→ **EXERCISE GOAL**
Render every line of all the records below as a numbered list, omitting any blank lines. Leave the pictures out of the answer.

— Begin DATA TO PROCESS —

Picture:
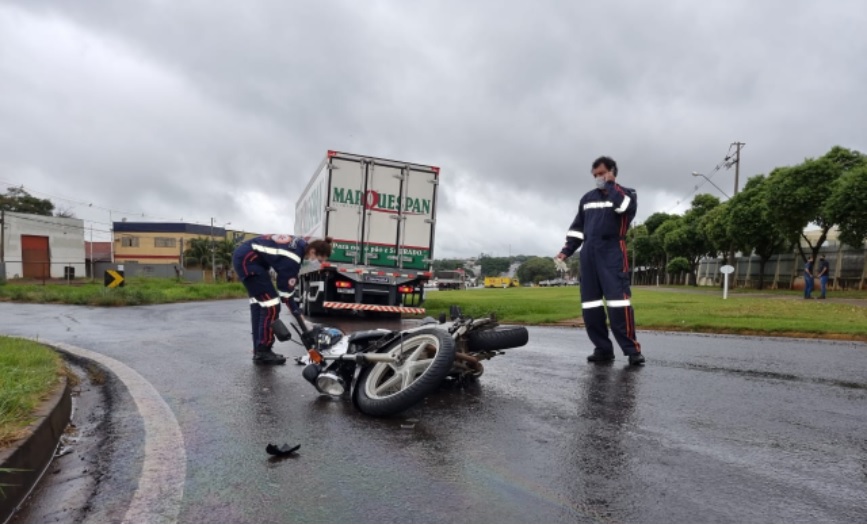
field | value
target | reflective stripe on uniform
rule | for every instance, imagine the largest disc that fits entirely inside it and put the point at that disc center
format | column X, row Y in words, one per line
column 619, row 304
column 266, row 304
column 277, row 251
column 624, row 204
column 592, row 205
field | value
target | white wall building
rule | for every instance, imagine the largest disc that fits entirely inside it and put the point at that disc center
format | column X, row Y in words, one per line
column 39, row 246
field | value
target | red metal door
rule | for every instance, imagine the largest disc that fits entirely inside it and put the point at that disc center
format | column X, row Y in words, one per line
column 34, row 256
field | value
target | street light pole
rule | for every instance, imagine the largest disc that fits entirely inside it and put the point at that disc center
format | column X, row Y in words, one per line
column 697, row 174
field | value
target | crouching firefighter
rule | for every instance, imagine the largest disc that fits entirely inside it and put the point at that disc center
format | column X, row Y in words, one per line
column 253, row 261
column 599, row 229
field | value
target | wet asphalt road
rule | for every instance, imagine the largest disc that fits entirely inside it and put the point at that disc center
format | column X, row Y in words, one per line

— End DATA TO PROCESS —

→ **TASK SOLUTION**
1. Picture:
2. field | value
3. target | reflective stripe on uniform
4. rule | for every instance, imagine the largest disc that fits entirely inside it and put the point at that disc center
5. format | column X, row Y in words, one per line
6. column 619, row 304
7. column 266, row 304
8. column 277, row 251
9. column 624, row 204
10. column 592, row 205
11. field | value
12. target | white wall building
13. rule | for every instance, imagine the largest disc that fits entirely inside it and put the point at that disc center
14. format | column X, row Y in words, one per line
15. column 39, row 246
16. field | value
17. target | red metal door
18. rule | for every instance, imagine the largest disc that fits entirely inside it and put the point at that disc center
19. format | column X, row Y in words, one per line
20. column 34, row 256
21. field | value
22. target | street light pole
23. rule | for every instance, imagine the largest disc that fits entirely inside it and put the point at that disc center
24. format | column X, row Y in words, one per line
25. column 697, row 174
26. field | value
27. target | crouching firefighter
28. rule | for every instance, imagine the largest disc that fits entirely inside it and put the point at that disc center
29. format | column X, row Y in words, one per line
30. column 253, row 261
31. column 599, row 229
32. field | value
33. target | wet asphalt road
34. rule | for every instance, imagine the largest disc that fits entirely inside it and put the point at that disc center
35. format | column X, row Y in words, one per line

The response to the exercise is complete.